─── WORKING DATA
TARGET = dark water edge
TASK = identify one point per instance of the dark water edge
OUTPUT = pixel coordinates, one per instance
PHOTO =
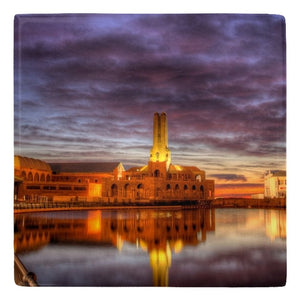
(237, 248)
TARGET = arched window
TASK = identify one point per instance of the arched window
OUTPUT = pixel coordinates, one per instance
(23, 174)
(126, 190)
(36, 177)
(43, 177)
(114, 190)
(30, 177)
(140, 191)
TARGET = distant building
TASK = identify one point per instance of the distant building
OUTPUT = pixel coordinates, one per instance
(38, 181)
(158, 181)
(275, 184)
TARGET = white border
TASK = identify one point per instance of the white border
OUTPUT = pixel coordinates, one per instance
(285, 8)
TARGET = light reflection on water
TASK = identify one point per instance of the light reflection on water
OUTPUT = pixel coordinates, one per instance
(160, 247)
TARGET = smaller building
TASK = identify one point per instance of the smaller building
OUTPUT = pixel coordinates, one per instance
(275, 184)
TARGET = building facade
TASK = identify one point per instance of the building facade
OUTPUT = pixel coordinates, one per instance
(157, 182)
(275, 184)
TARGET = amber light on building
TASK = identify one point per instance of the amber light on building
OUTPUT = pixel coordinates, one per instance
(158, 181)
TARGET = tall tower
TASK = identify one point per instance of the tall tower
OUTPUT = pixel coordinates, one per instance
(160, 151)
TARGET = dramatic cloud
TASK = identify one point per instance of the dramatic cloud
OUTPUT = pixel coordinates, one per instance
(86, 87)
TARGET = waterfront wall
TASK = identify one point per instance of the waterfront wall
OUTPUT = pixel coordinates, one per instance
(251, 203)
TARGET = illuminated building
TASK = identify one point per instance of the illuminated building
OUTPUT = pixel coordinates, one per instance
(275, 184)
(160, 234)
(157, 182)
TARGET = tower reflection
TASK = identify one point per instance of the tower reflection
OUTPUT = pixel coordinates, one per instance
(158, 232)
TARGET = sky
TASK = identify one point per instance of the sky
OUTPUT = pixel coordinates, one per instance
(86, 88)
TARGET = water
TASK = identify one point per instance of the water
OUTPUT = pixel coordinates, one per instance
(154, 247)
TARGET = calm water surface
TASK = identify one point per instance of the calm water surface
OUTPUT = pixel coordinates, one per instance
(160, 247)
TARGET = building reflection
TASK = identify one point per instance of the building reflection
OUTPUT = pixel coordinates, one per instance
(158, 232)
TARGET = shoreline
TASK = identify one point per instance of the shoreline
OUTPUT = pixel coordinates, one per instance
(216, 203)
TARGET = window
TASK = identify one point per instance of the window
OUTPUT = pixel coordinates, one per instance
(65, 188)
(79, 188)
(33, 187)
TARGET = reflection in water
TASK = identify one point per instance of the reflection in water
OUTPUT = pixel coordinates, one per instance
(157, 232)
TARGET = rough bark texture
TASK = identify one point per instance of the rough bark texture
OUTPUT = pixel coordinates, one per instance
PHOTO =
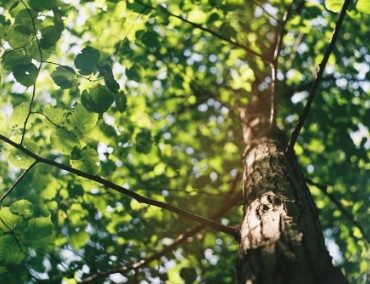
(281, 238)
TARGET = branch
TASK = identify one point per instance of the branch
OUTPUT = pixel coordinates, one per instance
(71, 70)
(139, 198)
(228, 204)
(38, 72)
(207, 30)
(340, 206)
(265, 11)
(21, 177)
(280, 33)
(6, 52)
(317, 80)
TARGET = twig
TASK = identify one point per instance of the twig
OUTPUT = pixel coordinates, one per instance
(20, 178)
(265, 11)
(280, 33)
(139, 198)
(228, 204)
(317, 80)
(346, 213)
(207, 30)
(38, 72)
(6, 52)
(72, 70)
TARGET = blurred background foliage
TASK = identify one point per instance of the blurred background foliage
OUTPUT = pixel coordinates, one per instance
(149, 101)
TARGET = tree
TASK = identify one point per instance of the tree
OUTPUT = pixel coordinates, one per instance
(128, 128)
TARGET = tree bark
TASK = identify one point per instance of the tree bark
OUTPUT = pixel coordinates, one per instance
(281, 240)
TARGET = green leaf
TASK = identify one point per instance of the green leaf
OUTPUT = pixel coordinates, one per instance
(63, 140)
(19, 159)
(144, 141)
(79, 239)
(82, 120)
(56, 114)
(334, 5)
(19, 115)
(363, 6)
(14, 58)
(138, 8)
(189, 274)
(86, 160)
(111, 83)
(16, 38)
(87, 60)
(10, 252)
(98, 99)
(64, 77)
(121, 101)
(41, 5)
(40, 230)
(22, 207)
(8, 220)
(23, 23)
(49, 37)
(26, 73)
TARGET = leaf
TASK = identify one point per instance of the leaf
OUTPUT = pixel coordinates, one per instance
(63, 140)
(121, 101)
(23, 23)
(10, 252)
(98, 99)
(19, 115)
(22, 207)
(49, 37)
(87, 60)
(79, 239)
(56, 114)
(25, 74)
(8, 220)
(86, 160)
(40, 5)
(363, 6)
(334, 5)
(144, 141)
(40, 231)
(14, 58)
(111, 83)
(82, 120)
(64, 77)
(20, 159)
(189, 274)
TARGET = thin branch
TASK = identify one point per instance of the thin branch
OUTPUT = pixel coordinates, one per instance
(20, 178)
(72, 70)
(317, 80)
(207, 30)
(229, 203)
(38, 72)
(265, 11)
(280, 33)
(6, 52)
(340, 206)
(139, 198)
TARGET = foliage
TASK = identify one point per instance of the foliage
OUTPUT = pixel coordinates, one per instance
(128, 91)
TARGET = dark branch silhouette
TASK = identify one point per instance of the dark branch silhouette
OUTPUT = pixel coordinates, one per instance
(207, 30)
(139, 198)
(317, 80)
(280, 33)
(229, 203)
(38, 72)
(20, 178)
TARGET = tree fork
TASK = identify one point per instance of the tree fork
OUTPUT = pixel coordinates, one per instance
(281, 240)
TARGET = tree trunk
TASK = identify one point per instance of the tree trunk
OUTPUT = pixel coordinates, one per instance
(281, 240)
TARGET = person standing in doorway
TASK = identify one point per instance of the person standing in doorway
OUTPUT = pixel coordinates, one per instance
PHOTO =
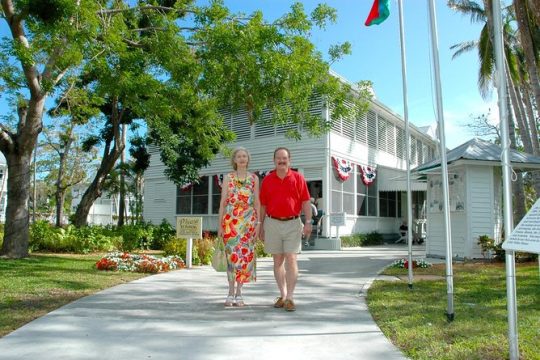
(239, 211)
(284, 195)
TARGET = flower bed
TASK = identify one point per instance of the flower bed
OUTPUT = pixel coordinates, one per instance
(404, 263)
(117, 261)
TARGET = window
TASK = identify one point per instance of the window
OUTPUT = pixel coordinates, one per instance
(389, 204)
(372, 129)
(366, 197)
(194, 200)
(216, 196)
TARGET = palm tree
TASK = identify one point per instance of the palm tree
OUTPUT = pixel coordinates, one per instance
(485, 47)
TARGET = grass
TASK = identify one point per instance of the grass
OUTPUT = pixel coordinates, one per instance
(415, 319)
(36, 285)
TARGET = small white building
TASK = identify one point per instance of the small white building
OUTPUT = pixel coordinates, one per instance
(354, 171)
(475, 196)
(104, 210)
(3, 188)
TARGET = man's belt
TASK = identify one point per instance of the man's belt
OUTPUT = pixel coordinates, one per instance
(288, 218)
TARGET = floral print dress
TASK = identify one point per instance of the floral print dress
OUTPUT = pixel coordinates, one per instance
(239, 224)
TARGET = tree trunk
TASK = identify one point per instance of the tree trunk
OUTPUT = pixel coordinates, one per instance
(16, 230)
(534, 5)
(60, 199)
(94, 190)
(527, 44)
(122, 197)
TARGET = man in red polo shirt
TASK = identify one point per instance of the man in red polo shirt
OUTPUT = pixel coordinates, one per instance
(283, 196)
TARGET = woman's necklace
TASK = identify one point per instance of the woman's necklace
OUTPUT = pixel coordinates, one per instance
(239, 180)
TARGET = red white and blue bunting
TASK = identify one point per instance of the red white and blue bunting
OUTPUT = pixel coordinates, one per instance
(219, 179)
(343, 167)
(263, 173)
(369, 173)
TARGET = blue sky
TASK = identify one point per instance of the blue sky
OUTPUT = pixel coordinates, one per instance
(377, 57)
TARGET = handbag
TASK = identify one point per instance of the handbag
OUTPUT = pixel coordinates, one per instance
(219, 259)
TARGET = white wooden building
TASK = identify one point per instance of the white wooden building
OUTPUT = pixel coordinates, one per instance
(374, 143)
(475, 196)
(3, 188)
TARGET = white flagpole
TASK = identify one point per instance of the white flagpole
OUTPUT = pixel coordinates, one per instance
(444, 165)
(407, 140)
(507, 183)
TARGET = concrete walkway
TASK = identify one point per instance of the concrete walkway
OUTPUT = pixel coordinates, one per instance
──────
AIM OF THE EXERCISE
Reproduce verbatim the lines above, from the line with "TASK = identify one point per instance of the light" through the line with "TARGET = building facade".

REPLY TO THE EXERCISE
TASK = identify one point per instance of the light reflection on water
OUTPUT = pixel coordinates, one per instance
(160, 247)
TARGET = smaller building
TASK = identify one point per instance of the smaller building
OUTPUT = pixel coordinates, one per instance
(275, 184)
TARGET = building facade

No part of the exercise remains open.